What to do
How many lines in the rows below contain the word "blue"? Reply with the number alone.

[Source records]
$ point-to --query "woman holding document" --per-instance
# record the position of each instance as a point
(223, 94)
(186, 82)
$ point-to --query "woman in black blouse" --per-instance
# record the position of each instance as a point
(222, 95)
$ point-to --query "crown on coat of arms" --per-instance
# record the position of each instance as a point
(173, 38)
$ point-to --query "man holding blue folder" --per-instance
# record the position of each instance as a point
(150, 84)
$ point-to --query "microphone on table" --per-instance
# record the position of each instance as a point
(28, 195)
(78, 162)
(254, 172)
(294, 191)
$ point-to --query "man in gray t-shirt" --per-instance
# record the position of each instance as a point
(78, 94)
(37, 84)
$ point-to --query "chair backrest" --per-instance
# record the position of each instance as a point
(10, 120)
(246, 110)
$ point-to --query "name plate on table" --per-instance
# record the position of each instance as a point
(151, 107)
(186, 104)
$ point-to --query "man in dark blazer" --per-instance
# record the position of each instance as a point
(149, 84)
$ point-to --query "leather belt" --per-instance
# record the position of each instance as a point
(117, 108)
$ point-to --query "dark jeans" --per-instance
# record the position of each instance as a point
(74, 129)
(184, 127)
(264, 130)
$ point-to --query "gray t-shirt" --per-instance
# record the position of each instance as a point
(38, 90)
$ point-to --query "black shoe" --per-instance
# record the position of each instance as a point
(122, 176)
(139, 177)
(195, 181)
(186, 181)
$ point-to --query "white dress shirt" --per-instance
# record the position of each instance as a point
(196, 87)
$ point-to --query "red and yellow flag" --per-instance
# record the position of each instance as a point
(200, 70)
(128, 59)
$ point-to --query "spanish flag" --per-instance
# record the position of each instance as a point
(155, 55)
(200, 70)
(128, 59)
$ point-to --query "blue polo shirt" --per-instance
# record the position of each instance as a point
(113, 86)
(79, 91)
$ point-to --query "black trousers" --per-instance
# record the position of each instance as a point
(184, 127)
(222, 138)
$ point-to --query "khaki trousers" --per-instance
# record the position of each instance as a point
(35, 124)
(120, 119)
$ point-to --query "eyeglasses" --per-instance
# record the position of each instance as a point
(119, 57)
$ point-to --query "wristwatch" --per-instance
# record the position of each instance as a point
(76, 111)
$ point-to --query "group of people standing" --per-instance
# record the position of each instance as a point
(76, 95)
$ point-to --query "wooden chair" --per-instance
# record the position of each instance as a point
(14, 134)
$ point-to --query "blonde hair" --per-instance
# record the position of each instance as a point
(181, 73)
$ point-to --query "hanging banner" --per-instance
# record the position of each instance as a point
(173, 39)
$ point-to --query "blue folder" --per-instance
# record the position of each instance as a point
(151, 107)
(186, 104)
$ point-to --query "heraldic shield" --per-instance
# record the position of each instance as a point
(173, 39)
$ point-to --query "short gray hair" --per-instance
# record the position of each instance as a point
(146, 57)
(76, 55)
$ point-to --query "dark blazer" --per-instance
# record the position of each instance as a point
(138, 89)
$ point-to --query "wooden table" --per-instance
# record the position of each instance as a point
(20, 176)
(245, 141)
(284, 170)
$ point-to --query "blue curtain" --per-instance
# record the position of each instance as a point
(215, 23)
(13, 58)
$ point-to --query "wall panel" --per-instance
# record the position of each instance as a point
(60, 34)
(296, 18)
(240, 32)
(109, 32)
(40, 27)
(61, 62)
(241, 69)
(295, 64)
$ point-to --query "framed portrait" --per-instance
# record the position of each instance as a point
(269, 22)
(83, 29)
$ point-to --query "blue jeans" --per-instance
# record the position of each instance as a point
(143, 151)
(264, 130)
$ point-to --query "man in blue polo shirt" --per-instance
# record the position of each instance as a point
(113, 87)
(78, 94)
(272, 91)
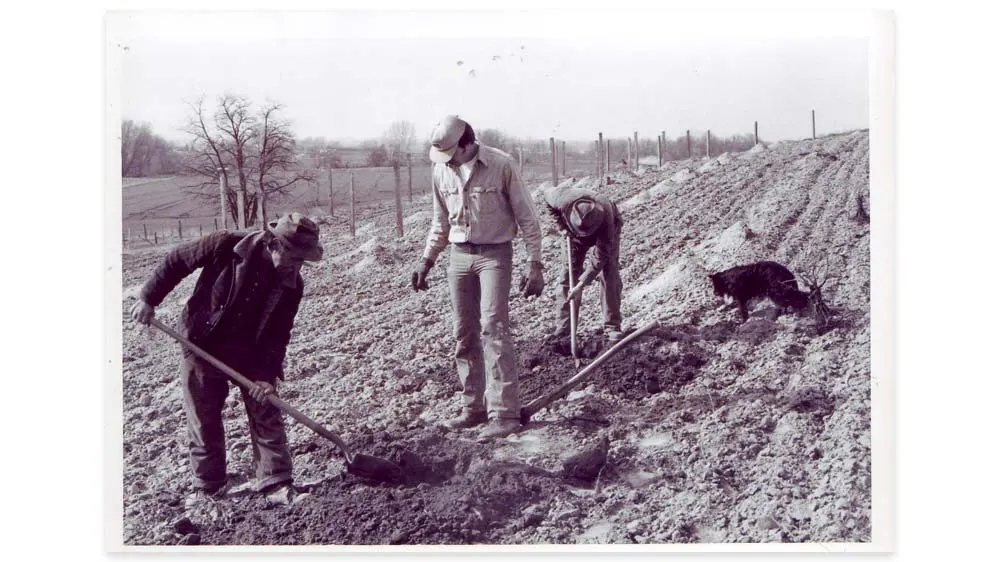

Solution
6